任务指令 1 - 请返回条目中所有含有字符串“azalea”的行，并一行一行照抄下来。

原题链接
原题大意:给定字符串s,字符串中每个字母的大小写不同可组成新的字符串,求出可能组成的全部字符串。下面是给出的例子:
Examples:
Input: S = "a1b2"
Output: ["a1b2", "a1B2", "A1b2", "A1B2"]
Input: S = "3z4"
Output: ["3z4", "3Z4"]
Input: S = "12345"
Output: ["12345"]
分析:每个字母可大写可小写,用0,1代表该字母的大小写的状态,1为大写。若字符串为a1b2,包含两个字母,则两个字母所有的状态组合为{00,01,10,11},将枚举状态看作二进制数,则化为十进制为{0,1,2,3},这样问题就能很好地被解决了。
#include<iostream>
#include<vector>
#include<string>
#include<bitset>
#include<math.h>
using namespace std;
vector<string> letterCasePermutation(string& s)
{
vector<string> ans;
vector<int> letterPos;
int mark = 1,size = s.size();
if(size == 0 ) return ans;
for(int i = 0; i < size; i++)

任务指令 2 - 摘录中的代码用 #include 引入了哪些头文件？请全部列出。

物体出现位置的数据集行
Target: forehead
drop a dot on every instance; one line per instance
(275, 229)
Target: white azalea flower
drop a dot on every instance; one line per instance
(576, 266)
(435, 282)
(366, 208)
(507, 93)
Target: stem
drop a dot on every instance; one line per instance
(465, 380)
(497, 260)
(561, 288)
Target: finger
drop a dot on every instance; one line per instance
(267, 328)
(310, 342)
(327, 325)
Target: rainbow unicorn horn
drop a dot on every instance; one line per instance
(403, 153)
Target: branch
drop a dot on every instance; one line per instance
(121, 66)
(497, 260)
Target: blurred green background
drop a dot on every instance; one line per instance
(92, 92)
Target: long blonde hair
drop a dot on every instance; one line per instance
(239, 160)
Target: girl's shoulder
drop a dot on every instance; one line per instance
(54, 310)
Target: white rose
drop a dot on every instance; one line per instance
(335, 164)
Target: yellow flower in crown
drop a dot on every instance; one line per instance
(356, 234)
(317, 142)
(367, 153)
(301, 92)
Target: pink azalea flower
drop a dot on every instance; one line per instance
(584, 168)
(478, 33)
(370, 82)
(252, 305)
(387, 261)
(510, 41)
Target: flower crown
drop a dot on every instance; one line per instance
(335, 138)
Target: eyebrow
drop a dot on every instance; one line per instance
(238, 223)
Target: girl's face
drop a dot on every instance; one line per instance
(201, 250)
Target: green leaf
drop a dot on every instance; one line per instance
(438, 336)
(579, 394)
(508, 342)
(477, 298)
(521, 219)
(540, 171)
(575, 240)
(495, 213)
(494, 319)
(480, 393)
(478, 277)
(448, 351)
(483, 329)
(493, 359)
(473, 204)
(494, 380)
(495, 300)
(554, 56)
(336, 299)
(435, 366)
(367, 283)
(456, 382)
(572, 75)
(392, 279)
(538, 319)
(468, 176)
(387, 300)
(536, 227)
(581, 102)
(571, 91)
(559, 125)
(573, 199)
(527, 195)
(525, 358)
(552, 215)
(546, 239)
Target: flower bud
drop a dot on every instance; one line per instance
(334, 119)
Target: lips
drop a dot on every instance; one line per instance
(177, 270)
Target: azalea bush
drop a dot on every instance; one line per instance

完整输出 1 -
Target: white azalea flower
Target: pink azalea flower
Target: azalea bush

完整输出 2 - iostream、vector、string、bitset、math.h